**Problema curto 1**
Indique se cada afirmação concorda com o trecho sobre Deus: (a) o autor é um jesuíta espanhol missionário no Paraguai; (b) nesta vida, nossas ideias de Deus podem ser plenas; (c) Deus se entrega a nós de uma só vez. Responda sim ou não e cite as palavras decisivas do trecho.

# # # # # # #

10 Junho 2020
"O Antigo Testamento é o caminho para chegar gradualmente a Jesus. Pode ser que ele não seja realmente alcançado se a gente não passar por esse longo caminho de discernir, junto com o povo, em que Deus nós acreditamos", escreve José Luis Caravias, jesuíta espanhol, missionário no Paraguai. A tradução é de Luis Miguel Modino.
Existe apenas um Deus. Único, imenso, maravilhoso, sem fim, todo amor. De Jesus, o podemos afirmar com tranquilidade.
Nesta nossa tão limitada vida terrena, podemos crer neste Deus único, mas nunca abraçá-lo plenamente. Nossas ideias de Deus sempre serão limitadas e seguramente amplamente falsas. Ele é muito próximo de nós, mas achamos difícil aceitá-lo como Ele é. Somos desajeitados, incapazes de entender completamente a magnitude de Deus. Nós sempre tentamos o encolher à nossa medida.
Mas nós somos obra das suas mãos. E Ele mesmo está nos capacitando para que seja possível nos encontrarmos cada vez mais de verdade com Ele. Deus gosta de se fazer conhecido, adaptando-se à nossa realidade. Para isso, sua pedagogia é maravilhosa. Ele vai se entregando a nós pouco a pouco, a todos nós, através de nossas próprias experiências de dor e esperança.

# # # # # # #

**Problema curto 2**
Converta em uma lista JSON de strings a parte das linhas do primeiro bloco que começa na linha que contém "Indicate the asphalt" e termina na que contém "TARGET: weathered wood surface". Cada linha deve virar uma string, sem as linhas em branco e sem as imagens.

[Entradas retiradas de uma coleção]
# # # # # # #

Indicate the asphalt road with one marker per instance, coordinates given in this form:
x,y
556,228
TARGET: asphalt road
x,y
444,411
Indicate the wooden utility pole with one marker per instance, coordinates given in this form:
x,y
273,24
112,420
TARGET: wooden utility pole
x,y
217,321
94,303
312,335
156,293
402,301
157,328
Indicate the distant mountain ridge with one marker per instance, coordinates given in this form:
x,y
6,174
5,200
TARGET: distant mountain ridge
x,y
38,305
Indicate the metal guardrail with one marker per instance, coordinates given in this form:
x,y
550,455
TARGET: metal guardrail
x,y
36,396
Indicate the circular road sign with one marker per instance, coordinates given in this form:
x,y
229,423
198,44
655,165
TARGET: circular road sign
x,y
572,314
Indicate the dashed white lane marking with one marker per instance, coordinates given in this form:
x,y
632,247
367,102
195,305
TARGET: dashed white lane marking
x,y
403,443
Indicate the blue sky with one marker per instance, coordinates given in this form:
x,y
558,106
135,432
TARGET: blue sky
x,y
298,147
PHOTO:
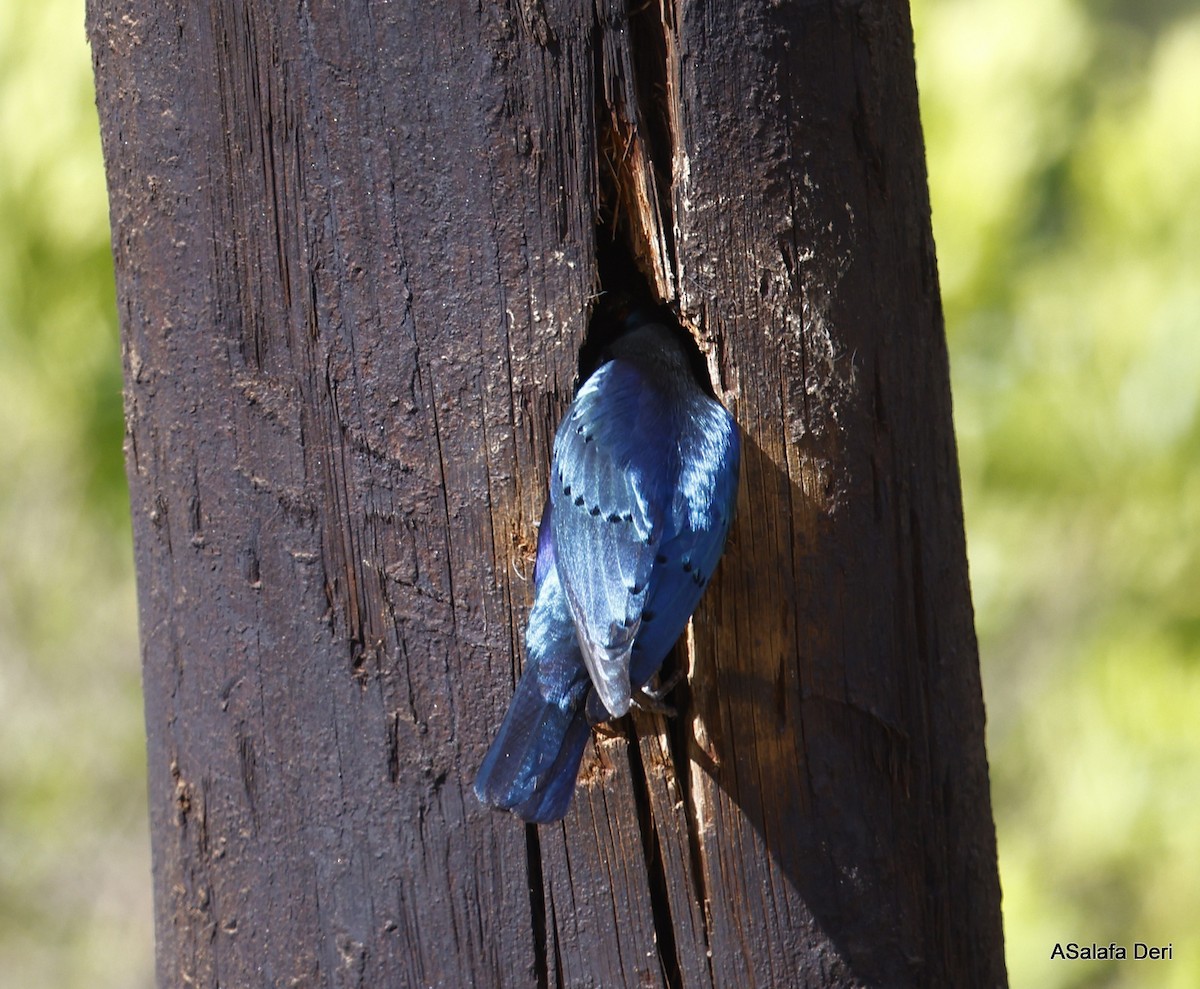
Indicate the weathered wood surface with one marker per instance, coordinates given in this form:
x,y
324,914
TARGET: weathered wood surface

# # # # # # #

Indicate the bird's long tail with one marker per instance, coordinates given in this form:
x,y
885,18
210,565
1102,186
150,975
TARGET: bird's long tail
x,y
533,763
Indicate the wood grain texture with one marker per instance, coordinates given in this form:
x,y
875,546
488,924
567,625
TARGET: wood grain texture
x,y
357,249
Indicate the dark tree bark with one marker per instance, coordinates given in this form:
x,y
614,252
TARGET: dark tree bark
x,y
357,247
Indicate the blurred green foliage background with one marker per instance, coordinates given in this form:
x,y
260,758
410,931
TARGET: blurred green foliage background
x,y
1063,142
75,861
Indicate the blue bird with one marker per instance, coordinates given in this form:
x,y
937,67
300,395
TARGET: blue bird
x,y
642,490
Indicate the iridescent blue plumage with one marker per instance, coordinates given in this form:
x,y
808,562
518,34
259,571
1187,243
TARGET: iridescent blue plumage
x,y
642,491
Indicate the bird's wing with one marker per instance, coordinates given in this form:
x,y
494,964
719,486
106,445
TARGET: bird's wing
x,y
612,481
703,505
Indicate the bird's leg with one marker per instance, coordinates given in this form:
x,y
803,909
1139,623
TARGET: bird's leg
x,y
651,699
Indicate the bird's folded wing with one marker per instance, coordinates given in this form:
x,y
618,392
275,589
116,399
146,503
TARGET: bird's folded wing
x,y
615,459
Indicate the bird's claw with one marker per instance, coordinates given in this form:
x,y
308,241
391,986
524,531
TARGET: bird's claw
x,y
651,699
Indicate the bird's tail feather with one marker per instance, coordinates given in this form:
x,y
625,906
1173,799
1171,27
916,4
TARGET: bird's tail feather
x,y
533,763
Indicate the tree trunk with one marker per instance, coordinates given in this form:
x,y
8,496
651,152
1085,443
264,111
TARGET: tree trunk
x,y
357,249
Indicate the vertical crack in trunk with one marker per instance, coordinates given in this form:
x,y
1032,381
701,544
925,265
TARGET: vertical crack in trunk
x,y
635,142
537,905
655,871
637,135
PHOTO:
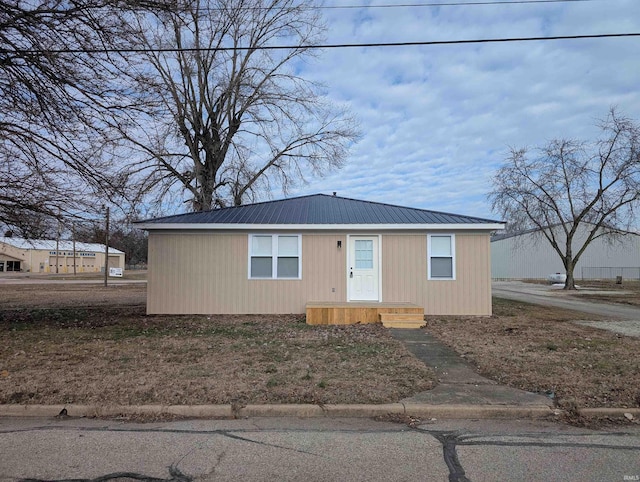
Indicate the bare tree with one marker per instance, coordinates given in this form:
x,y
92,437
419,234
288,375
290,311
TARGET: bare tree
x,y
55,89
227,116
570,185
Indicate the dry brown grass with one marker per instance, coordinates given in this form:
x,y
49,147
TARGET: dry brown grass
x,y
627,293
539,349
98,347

# # # # # # #

**Resposta correta 1**
(a) Sim: "José Luis Caravias, jesuíta espanhol, missionário no Paraguai".
(b) Não: "Nossas ideias de Deus sempre serão limitadas e seguramente amplamente falsas."
(c) Não: "Ele vai se entregando a nós pouco a pouco".

**Resposta correta 2**
[
  "Indicate the asphalt road with one marker per instance, coordinates given in this form:",
  "x,y",
  "556,228",
  "TARGET: asphalt road",
  "x,y",
  "444,411",
  "Indicate the wooden utility pole with one marker per instance, coordinates given in this form:",
  "x,y",
  "273,24",
  "112,420",
  "TARGET: wooden utility pole",
  "x,y",
  "217,321",
  "94,303",
  "312,335",
  "156,293",
  "402,301",
  "157,328",
  "Indicate the distant mountain ridge with one marker per instance, coordinates given in this form:",
  "x,y",
  "6,174",
  "5,200",
  "TARGET: distant mountain ridge",
  "x,y",
  "38,305",
  "Indicate the metal guardrail with one marker per instance, coordinates given in this form:",
  "x,y",
  "550,455",
  "TARGET: metal guardrail",
  "x,y",
  "36,396",
  "Indicate the circular road sign with one marker per instance, coordinates given in this form:",
  "x,y",
  "229,423",
  "198,44",
  "655,165",
  "TARGET: circular road sign",
  "x,y",
  "572,314",
  "Indicate the dashed white lane marking with one marker per instance, coordinates given in this form:",
  "x,y",
  "632,247",
  "367,102",
  "195,305",
  "TARGET: dashed white lane marking",
  "x,y",
  "403,443",
  "Indicate the blue sky with one marker per instance, coordinates given in this form:",
  "x,y",
  "558,106",
  "135,432",
  "TARGET: blue sky",
  "x,y",
  "298,147",
  "PHOTO:",
  "Indicate the weathered wood surface with one marker per instance, coordinates given in this form:",
  "x,y",
  "324,914",
  "TARGET: weathered wood surface"
]